*OBJECTIVE*: Return each line below that contains the string "metal", matched case-sensitively.

*MATERIAL FOR THE TASK*:
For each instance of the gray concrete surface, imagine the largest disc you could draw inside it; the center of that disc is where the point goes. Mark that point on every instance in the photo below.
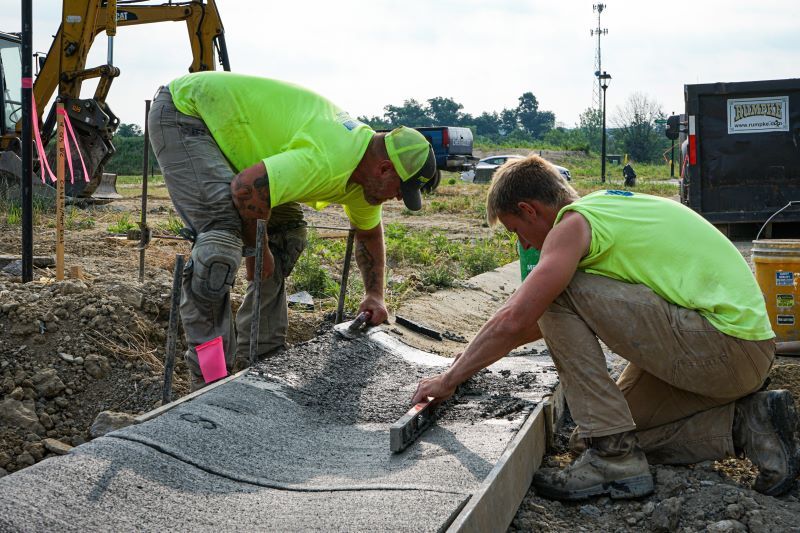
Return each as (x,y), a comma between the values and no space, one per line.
(299,443)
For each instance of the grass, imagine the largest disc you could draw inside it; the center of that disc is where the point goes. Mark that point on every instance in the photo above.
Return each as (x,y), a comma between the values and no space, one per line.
(156,179)
(436,260)
(123,224)
(172,226)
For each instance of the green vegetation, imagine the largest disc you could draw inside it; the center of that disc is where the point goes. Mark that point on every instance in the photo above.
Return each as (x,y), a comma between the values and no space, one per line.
(11,210)
(436,260)
(311,274)
(129,156)
(172,226)
(123,224)
(134,179)
(14,215)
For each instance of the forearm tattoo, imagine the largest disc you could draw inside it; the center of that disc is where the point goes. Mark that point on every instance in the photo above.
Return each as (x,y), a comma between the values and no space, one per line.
(367,264)
(251,195)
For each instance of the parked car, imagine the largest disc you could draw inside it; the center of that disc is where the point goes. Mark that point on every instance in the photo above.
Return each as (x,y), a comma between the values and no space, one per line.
(485,168)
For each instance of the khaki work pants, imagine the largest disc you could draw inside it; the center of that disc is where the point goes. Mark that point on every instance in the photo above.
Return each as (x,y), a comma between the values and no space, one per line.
(198,176)
(682,378)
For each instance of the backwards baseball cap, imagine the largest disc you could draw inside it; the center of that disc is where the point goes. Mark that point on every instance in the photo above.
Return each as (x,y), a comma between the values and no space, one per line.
(413,160)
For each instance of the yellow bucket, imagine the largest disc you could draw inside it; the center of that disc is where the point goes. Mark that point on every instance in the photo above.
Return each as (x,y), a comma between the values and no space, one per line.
(777,265)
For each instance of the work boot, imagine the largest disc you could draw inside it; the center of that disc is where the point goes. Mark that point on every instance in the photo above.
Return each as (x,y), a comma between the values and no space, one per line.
(577,444)
(613,465)
(765,427)
(197,382)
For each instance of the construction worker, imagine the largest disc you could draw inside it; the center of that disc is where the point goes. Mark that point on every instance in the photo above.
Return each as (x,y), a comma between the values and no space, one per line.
(234,149)
(665,290)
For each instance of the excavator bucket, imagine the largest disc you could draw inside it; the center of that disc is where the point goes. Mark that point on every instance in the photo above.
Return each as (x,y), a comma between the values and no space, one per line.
(107,189)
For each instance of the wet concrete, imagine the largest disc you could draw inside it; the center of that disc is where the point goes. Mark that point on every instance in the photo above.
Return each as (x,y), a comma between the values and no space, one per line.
(299,443)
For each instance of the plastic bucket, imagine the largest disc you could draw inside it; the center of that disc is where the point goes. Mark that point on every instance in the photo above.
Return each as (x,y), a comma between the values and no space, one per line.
(777,266)
(211,358)
(527,260)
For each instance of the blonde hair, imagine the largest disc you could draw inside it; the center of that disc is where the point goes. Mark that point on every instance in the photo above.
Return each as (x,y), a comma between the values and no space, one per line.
(521,180)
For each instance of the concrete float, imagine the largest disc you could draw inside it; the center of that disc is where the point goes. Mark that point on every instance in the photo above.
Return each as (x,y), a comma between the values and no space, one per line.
(302,443)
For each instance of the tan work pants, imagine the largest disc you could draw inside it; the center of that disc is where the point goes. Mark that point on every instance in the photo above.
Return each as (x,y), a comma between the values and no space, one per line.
(683,376)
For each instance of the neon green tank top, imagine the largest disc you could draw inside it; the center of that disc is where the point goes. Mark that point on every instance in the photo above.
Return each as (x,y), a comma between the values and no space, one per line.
(653,241)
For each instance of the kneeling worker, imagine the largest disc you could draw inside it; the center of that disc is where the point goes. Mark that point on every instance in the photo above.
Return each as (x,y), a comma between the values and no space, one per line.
(234,149)
(666,291)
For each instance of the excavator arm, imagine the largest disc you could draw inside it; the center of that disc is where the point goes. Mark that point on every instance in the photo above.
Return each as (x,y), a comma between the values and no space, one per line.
(64,70)
(82,21)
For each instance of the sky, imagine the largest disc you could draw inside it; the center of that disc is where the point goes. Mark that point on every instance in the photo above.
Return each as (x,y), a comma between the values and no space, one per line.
(484,54)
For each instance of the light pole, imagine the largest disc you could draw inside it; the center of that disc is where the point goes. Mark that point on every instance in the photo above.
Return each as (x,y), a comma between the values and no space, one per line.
(604,80)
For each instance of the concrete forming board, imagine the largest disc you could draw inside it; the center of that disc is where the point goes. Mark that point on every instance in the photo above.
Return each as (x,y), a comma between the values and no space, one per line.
(301,442)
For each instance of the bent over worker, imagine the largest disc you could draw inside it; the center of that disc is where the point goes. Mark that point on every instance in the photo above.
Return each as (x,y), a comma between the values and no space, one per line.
(234,149)
(665,290)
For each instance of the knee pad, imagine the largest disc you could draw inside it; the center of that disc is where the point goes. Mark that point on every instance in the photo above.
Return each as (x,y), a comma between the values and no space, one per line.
(216,256)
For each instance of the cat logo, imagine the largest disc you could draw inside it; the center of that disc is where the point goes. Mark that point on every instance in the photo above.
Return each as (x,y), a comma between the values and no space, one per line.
(124,16)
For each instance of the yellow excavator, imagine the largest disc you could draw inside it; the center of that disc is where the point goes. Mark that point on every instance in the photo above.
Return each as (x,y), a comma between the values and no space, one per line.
(63,69)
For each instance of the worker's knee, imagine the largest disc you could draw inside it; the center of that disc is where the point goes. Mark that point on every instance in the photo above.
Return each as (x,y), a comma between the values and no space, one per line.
(215,260)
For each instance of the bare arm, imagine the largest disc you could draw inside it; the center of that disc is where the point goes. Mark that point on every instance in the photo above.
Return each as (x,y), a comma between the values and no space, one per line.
(371,261)
(516,322)
(250,194)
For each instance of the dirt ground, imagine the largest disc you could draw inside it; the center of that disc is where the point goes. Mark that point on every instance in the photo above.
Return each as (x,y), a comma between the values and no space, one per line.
(95,342)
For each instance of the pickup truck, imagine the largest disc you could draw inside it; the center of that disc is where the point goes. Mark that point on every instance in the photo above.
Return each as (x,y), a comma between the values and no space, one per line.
(452,146)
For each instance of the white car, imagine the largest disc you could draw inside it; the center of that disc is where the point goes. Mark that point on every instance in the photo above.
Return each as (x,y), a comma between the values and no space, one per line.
(483,171)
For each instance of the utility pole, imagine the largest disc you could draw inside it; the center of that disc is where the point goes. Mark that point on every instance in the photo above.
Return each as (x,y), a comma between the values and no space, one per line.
(672,158)
(604,81)
(597,93)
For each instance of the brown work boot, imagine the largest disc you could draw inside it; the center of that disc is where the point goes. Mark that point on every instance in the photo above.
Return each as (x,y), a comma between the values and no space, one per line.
(197,382)
(577,444)
(613,465)
(765,427)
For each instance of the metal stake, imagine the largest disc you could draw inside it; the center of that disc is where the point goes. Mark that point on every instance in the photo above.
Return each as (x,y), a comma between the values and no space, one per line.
(261,233)
(26,187)
(351,235)
(172,330)
(143,221)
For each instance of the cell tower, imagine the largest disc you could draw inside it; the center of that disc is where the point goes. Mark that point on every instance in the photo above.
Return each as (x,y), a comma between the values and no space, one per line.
(597,93)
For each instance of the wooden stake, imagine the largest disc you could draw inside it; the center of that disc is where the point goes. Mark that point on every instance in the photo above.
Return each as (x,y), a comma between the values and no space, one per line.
(61,159)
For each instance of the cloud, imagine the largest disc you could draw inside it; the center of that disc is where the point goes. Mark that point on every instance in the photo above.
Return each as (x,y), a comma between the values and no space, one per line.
(364,54)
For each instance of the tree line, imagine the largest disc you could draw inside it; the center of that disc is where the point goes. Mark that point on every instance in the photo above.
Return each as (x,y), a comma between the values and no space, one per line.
(631,129)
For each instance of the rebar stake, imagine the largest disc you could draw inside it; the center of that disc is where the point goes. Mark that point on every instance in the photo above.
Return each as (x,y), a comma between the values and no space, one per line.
(172,330)
(351,235)
(261,232)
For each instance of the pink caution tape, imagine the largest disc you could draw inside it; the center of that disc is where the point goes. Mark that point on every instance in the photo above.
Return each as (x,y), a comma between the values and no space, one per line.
(38,142)
(77,147)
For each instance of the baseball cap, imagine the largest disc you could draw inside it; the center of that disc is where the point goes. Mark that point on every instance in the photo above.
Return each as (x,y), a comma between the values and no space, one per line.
(413,160)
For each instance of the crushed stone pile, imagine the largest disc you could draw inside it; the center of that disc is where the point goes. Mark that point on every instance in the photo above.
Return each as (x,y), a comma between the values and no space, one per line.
(70,350)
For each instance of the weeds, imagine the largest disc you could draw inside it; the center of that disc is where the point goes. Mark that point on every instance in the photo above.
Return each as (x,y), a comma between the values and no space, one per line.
(123,224)
(14,215)
(440,276)
(172,226)
(310,274)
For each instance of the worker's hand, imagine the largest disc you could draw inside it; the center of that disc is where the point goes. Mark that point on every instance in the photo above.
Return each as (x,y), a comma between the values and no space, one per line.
(436,387)
(375,306)
(267,268)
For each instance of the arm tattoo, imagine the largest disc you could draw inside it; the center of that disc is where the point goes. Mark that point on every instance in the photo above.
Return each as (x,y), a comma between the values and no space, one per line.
(366,263)
(250,193)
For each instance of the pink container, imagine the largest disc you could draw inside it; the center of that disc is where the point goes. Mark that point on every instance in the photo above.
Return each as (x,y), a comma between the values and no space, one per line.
(211,357)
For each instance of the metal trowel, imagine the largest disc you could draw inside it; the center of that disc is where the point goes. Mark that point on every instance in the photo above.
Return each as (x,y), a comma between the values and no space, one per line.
(354,328)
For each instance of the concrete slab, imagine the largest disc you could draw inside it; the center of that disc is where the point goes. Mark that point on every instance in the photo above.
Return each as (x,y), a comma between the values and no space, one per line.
(114,485)
(301,442)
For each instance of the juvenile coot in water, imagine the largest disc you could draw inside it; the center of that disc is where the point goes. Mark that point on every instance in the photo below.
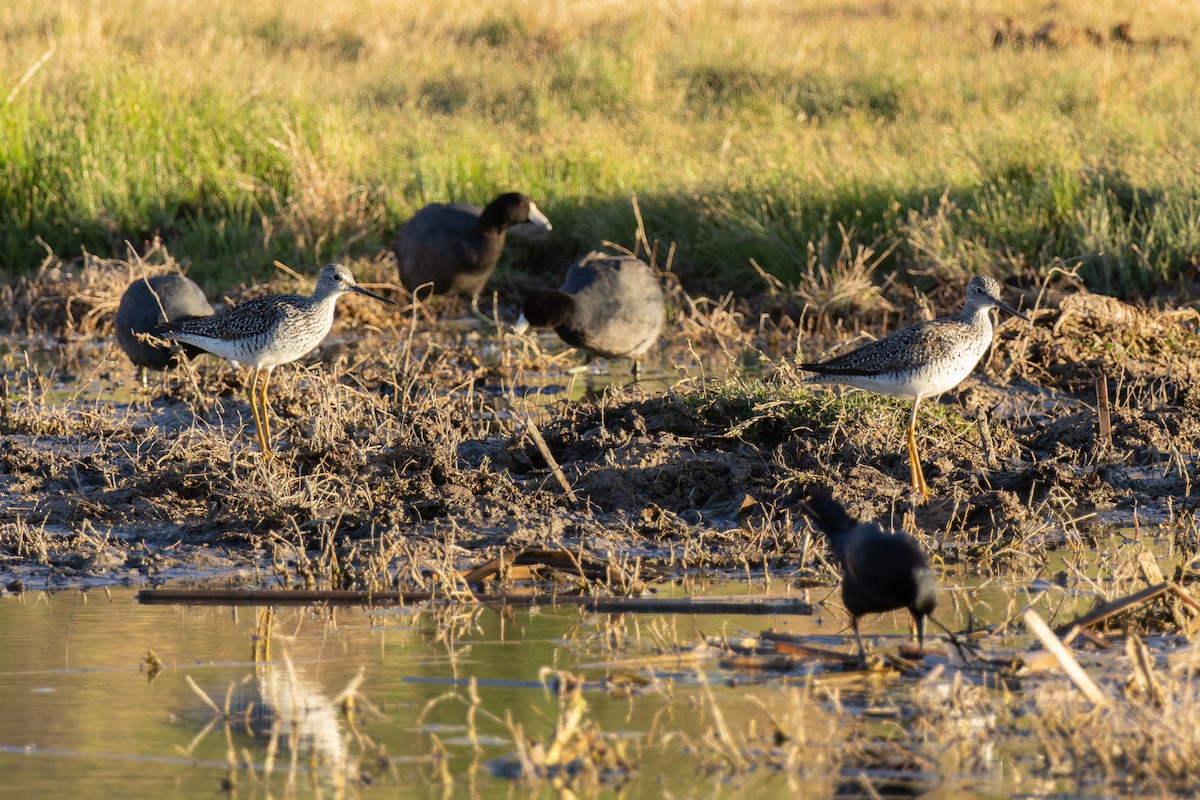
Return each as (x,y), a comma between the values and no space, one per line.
(453,247)
(149,301)
(881,571)
(609,305)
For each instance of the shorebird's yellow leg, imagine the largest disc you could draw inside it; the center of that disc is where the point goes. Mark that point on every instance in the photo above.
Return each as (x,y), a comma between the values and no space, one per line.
(267,417)
(263,446)
(918,476)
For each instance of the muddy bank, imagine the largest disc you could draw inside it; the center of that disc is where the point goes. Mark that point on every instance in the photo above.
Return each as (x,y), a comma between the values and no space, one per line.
(406,444)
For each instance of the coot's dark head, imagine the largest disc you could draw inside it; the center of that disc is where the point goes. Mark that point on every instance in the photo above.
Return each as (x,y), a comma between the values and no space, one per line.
(513,209)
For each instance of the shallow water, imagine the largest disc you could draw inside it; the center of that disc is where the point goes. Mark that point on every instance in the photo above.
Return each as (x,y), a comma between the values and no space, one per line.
(83,719)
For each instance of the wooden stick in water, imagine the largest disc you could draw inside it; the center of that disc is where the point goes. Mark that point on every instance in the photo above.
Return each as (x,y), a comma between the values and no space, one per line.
(755,606)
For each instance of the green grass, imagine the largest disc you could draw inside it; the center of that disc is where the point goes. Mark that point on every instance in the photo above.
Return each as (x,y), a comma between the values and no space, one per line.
(246,132)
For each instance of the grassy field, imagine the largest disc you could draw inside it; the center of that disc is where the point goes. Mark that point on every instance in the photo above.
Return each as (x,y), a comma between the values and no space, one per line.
(306,131)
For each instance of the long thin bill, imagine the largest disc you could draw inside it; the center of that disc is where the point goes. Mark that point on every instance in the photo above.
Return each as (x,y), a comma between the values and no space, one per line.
(372,294)
(1005,306)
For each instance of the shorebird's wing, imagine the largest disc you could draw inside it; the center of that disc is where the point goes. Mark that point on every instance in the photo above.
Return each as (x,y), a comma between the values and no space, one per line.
(895,353)
(255,317)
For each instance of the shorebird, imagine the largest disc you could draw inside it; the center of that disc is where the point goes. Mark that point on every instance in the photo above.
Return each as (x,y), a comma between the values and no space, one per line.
(149,301)
(454,247)
(264,332)
(607,305)
(922,360)
(881,571)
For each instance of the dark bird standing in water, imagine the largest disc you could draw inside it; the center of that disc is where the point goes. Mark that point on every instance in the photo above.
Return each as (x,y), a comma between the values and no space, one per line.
(149,301)
(609,305)
(881,571)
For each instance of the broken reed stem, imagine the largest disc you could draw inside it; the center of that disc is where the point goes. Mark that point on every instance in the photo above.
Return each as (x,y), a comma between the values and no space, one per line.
(989,449)
(1103,414)
(535,434)
(1066,659)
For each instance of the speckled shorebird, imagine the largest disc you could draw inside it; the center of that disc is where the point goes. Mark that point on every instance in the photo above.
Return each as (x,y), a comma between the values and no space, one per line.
(922,360)
(264,332)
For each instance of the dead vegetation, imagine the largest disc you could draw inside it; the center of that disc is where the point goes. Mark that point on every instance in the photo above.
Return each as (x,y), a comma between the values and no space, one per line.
(407,444)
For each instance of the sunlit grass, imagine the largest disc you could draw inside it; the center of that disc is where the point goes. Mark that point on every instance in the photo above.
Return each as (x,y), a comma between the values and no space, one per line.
(309,131)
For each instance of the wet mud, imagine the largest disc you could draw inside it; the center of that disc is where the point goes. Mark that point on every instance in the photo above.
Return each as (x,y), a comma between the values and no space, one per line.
(406,444)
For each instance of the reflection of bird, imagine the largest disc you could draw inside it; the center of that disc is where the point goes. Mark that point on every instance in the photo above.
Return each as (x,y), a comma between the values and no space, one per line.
(881,571)
(149,301)
(455,246)
(609,305)
(264,332)
(922,360)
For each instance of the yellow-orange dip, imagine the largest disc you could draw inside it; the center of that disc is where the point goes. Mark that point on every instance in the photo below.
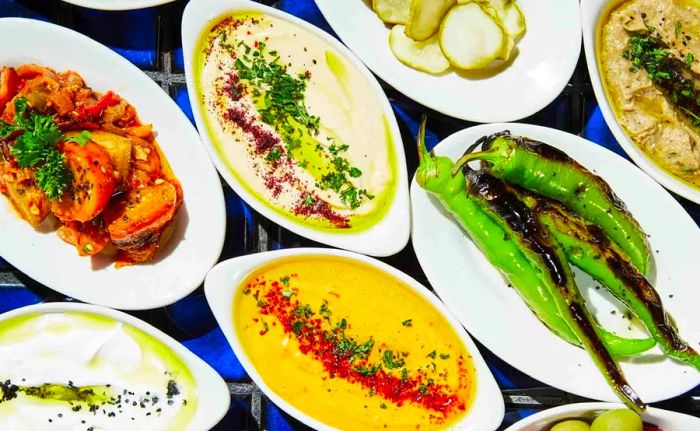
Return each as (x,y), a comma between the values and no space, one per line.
(351,346)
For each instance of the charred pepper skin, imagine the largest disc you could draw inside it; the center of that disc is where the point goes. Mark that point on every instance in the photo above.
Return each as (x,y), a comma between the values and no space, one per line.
(434,175)
(545,170)
(505,207)
(589,249)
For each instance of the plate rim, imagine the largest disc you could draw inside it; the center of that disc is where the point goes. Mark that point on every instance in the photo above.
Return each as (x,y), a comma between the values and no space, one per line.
(217,212)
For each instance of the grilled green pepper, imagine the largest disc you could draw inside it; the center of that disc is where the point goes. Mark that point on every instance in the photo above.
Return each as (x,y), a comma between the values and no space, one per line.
(545,170)
(588,248)
(434,175)
(495,198)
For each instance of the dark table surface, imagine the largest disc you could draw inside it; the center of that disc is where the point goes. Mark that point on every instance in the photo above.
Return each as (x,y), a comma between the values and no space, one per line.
(150,38)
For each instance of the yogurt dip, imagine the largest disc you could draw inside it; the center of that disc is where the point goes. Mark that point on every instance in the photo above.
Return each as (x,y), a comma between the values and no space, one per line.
(80,371)
(297,124)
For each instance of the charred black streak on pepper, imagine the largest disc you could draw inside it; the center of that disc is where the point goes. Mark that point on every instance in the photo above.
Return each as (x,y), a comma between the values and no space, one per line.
(519,218)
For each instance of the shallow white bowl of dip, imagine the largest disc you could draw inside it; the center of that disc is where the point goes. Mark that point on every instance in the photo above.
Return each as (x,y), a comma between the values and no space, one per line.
(105,351)
(592,11)
(388,232)
(486,410)
(200,224)
(664,419)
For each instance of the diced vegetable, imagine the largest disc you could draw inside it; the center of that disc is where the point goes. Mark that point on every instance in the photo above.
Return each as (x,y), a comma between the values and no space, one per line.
(137,219)
(29,200)
(425,17)
(88,238)
(92,185)
(470,37)
(119,150)
(392,11)
(426,56)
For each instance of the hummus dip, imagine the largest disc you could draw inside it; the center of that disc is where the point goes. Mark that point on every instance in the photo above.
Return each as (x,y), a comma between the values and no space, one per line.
(352,346)
(77,371)
(651,114)
(298,125)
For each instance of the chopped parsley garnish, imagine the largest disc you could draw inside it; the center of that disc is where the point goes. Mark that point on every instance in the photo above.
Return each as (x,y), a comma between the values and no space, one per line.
(669,73)
(392,360)
(36,148)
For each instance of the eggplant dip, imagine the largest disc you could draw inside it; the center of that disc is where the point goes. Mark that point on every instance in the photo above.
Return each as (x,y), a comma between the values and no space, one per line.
(648,54)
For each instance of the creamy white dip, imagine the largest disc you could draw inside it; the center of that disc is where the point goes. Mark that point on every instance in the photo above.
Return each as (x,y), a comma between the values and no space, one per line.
(139,383)
(350,113)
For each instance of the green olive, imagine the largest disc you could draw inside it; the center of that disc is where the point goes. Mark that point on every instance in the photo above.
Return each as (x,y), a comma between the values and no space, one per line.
(617,420)
(571,425)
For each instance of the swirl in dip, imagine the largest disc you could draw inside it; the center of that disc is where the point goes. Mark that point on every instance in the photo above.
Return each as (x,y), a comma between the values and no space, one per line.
(80,371)
(299,126)
(352,346)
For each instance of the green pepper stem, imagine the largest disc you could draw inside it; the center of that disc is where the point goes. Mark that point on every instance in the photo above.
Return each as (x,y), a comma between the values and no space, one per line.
(482,155)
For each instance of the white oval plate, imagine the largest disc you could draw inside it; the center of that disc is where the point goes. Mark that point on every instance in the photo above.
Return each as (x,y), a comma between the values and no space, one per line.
(591,11)
(390,234)
(212,391)
(496,316)
(547,57)
(486,412)
(117,4)
(664,419)
(201,225)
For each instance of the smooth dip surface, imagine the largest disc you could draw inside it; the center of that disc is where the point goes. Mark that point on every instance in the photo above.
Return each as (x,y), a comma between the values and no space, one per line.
(352,346)
(295,121)
(79,371)
(659,114)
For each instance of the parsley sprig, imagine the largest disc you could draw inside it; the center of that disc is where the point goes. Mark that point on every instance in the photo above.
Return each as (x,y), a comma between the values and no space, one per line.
(35,147)
(669,73)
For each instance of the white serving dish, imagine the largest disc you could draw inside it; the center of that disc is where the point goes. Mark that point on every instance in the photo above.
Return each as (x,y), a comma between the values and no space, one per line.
(212,392)
(547,57)
(118,4)
(390,234)
(494,314)
(487,409)
(664,419)
(591,13)
(201,224)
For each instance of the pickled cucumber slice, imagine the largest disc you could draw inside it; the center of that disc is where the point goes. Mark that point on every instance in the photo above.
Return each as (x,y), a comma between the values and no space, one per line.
(470,37)
(426,56)
(425,17)
(392,11)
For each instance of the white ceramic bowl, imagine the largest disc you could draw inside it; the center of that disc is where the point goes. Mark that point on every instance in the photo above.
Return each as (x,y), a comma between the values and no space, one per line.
(118,4)
(547,57)
(487,410)
(591,13)
(664,419)
(200,226)
(494,314)
(390,234)
(212,391)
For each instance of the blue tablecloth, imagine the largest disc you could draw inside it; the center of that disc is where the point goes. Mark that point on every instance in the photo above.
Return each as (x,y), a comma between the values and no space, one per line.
(134,35)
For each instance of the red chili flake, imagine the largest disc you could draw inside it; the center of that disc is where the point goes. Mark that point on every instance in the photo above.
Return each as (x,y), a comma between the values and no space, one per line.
(320,208)
(264,139)
(322,344)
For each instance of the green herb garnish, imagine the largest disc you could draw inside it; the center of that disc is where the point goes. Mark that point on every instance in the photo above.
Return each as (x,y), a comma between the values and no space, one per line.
(35,147)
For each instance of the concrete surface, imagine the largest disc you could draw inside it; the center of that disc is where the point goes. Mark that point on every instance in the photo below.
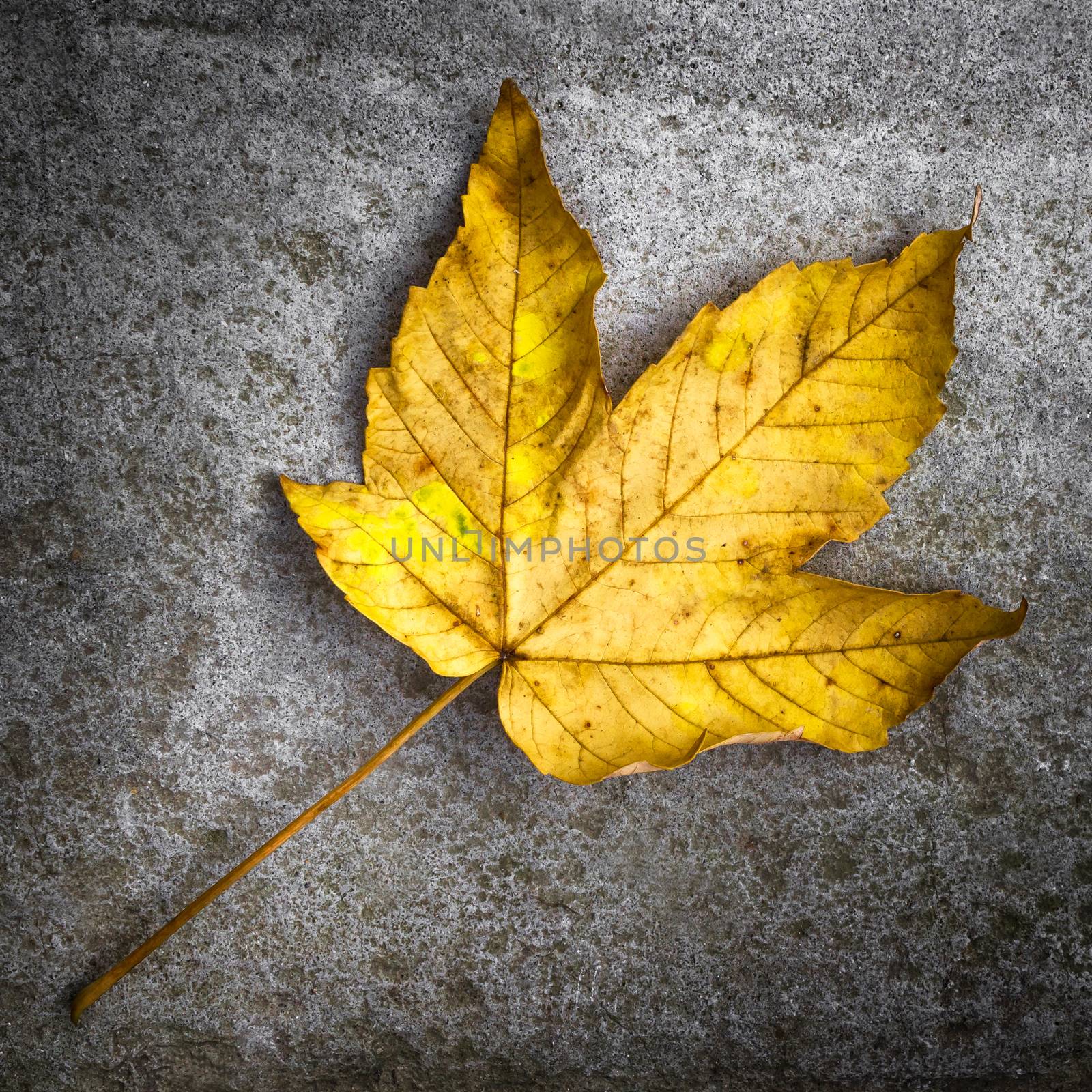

*THE SOLUTION*:
For each instance of the metal stake, imagine the largest disc you could draw inside it; the center of that disc is where the point goes. Mark that point on every instance in the photo above.
For each instance of the metal trowel, imagine the largest disc you could draw inside it; the center of that disc is where the point goes. Mark that point on every instance in the photo above.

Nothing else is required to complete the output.